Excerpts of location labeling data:

---

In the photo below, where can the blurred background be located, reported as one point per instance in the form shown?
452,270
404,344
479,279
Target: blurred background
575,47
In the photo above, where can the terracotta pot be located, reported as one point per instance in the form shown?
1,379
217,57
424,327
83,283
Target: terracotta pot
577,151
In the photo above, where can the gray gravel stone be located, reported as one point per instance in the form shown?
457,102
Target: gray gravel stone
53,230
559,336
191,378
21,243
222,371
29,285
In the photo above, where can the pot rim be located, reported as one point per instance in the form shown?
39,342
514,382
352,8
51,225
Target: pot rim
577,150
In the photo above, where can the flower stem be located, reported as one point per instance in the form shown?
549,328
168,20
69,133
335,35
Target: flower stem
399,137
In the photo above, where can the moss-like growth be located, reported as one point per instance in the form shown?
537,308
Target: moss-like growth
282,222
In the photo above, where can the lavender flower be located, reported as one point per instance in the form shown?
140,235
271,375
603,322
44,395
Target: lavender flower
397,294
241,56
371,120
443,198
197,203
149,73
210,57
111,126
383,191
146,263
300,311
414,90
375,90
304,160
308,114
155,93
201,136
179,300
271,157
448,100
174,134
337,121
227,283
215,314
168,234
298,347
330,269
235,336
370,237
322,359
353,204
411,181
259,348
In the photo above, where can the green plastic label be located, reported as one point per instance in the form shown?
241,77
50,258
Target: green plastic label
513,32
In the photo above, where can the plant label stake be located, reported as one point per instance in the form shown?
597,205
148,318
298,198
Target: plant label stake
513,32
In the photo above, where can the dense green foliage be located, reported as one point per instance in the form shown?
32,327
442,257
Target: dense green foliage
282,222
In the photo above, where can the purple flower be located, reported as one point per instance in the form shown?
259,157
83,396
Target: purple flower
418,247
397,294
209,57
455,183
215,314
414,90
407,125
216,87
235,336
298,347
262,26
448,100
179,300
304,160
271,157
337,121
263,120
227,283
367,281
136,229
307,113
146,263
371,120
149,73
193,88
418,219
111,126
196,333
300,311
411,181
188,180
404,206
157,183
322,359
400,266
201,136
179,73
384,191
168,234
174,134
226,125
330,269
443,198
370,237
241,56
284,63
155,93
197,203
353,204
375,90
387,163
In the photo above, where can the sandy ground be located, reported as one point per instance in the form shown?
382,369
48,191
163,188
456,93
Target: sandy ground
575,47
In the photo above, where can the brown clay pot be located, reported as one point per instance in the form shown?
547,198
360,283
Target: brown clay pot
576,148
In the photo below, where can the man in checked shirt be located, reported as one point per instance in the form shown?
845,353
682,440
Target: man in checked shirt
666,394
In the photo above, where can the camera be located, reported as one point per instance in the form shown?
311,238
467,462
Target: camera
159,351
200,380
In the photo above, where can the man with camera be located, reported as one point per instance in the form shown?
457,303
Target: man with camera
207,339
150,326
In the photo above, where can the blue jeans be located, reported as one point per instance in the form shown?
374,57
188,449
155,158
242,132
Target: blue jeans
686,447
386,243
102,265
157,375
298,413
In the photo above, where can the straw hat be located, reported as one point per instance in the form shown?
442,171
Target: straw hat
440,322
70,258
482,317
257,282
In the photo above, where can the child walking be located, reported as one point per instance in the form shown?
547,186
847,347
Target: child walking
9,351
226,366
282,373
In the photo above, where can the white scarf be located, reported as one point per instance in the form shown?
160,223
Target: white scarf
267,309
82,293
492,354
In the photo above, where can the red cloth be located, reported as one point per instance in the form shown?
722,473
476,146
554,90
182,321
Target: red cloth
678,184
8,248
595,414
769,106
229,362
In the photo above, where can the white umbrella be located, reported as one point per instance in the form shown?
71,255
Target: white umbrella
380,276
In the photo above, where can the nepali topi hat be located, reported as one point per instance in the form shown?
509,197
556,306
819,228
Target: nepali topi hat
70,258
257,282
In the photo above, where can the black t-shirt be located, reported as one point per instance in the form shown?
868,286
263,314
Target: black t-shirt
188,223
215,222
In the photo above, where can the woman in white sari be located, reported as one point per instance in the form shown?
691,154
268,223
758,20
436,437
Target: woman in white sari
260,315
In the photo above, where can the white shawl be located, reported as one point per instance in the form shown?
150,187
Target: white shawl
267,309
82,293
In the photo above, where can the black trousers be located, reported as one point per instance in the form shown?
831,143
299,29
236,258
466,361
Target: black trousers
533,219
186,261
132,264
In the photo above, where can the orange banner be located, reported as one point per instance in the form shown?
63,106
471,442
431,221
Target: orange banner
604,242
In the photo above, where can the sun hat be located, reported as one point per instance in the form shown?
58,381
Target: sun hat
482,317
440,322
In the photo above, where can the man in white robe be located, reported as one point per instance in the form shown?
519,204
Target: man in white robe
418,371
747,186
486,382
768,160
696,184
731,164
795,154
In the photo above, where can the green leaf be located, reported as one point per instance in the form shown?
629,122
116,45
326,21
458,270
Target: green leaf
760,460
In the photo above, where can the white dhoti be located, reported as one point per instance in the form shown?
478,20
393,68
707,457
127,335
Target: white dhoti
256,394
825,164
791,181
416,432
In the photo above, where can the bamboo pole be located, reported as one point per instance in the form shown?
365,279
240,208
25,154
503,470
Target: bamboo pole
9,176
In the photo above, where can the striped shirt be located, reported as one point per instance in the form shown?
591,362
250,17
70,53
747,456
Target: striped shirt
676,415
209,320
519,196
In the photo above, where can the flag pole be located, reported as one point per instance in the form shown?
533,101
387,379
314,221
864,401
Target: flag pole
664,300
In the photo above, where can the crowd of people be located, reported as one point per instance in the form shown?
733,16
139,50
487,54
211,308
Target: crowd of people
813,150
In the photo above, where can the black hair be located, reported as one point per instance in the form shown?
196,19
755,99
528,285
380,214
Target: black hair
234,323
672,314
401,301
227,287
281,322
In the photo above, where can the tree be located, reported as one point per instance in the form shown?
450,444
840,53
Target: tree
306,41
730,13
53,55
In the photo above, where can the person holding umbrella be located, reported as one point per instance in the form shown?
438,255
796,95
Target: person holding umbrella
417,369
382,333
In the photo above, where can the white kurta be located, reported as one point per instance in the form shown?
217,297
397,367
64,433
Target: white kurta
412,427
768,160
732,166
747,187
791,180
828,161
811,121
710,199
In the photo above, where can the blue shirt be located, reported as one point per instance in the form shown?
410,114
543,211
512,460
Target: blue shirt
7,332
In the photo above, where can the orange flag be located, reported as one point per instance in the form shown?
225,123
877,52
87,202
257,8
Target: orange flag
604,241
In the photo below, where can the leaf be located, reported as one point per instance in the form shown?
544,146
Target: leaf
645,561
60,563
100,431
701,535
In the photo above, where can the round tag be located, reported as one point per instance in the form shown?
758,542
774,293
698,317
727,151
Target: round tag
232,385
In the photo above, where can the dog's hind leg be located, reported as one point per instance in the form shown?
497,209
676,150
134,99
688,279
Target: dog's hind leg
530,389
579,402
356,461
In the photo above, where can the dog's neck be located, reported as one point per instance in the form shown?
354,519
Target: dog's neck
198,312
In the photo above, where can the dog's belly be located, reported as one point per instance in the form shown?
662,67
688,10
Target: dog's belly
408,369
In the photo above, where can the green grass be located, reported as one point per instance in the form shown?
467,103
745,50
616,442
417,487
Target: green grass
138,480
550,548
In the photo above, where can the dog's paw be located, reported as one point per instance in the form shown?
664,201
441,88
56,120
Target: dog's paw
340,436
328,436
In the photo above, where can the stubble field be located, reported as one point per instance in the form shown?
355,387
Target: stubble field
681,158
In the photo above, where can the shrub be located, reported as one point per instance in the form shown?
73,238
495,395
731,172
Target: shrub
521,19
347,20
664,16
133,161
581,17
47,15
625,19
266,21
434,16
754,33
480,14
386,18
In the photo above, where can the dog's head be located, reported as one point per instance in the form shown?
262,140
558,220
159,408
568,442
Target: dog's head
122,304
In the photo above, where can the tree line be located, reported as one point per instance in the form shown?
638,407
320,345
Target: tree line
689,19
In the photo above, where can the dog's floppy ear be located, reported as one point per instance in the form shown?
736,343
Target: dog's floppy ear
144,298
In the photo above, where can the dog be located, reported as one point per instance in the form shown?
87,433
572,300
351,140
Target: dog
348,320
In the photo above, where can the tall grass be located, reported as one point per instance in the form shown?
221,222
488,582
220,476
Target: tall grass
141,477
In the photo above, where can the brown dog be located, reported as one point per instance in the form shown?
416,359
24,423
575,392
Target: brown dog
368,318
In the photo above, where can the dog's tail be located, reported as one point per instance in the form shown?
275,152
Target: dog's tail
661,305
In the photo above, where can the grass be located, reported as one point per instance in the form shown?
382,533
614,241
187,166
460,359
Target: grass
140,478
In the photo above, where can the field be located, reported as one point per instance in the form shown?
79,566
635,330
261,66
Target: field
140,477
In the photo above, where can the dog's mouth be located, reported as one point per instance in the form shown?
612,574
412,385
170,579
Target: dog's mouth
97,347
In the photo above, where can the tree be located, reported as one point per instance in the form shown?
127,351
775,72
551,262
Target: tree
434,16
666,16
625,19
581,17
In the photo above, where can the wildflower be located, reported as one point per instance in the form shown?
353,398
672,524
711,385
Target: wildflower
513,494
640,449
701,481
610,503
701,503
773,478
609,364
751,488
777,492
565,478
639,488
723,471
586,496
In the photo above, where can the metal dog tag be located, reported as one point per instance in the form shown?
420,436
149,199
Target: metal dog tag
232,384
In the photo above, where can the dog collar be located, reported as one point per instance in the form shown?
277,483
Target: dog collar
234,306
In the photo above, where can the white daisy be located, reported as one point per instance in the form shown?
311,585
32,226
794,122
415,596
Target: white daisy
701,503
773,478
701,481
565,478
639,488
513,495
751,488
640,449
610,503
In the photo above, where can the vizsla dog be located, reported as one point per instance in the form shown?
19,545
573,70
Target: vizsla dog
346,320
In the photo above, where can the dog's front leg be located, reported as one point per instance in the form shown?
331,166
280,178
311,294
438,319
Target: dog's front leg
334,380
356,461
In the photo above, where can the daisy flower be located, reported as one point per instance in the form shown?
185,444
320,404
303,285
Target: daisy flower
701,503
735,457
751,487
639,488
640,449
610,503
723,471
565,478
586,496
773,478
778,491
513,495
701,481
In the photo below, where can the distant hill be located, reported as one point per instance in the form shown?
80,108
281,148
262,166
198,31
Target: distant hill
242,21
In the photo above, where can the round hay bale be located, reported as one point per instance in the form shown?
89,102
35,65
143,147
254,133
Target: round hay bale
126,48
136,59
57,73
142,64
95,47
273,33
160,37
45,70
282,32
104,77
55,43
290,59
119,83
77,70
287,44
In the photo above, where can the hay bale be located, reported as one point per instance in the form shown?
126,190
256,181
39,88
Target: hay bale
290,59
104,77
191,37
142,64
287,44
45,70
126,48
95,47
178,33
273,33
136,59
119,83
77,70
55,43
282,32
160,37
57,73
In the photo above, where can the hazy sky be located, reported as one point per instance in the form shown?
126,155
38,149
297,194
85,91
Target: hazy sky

---

> **Stated goal**
Reproduce only the lines running from the one that contains "In the photo above, where can the vizsla" to the last line of the records.

> **Complete output**
In the photo above, where can the vizsla dog be located, reported as one point per instance in the form shown?
19,545
573,70
Target: vizsla dog
346,320
In the photo above, where can the dog's front leg be located, reported as one point per instance in the form shown?
331,166
280,178
311,294
438,319
Target: dog's front leg
334,380
356,461
In the photo above, where can the daisy flower be located, reported as one point per instance in the form shown?
185,444
320,404
303,285
Target: daisy flower
701,503
735,457
751,487
639,488
640,449
610,503
723,471
565,478
586,496
773,478
778,491
513,495
701,481
In the photo below, where can the distant hill be located, reported as one point per instance in the form shown?
80,108
281,148
262,166
198,31
Target: distant hill
242,21
In the photo above, where can the round hay bale be located, reported as one point per instance in the form shown?
89,102
35,65
143,147
254,133
Target: round hay bale
126,48
136,59
57,73
142,64
95,47
273,33
160,37
45,70
282,32
104,77
55,43
290,59
119,83
77,70
287,44
In the photo above, where can the hay bale be located, reported as one point per instance in the form shown?
126,190
256,181
39,88
Target: hay bale
290,59
104,77
191,37
142,64
287,44
45,70
126,48
95,47
178,33
273,33
136,59
119,83
77,70
55,43
282,32
160,37
57,73
In the photo above, where can the hazy sky be located, reported as one point per instance in the form shown?
126,155
38,149
297,194
85,91
Target: hazy sky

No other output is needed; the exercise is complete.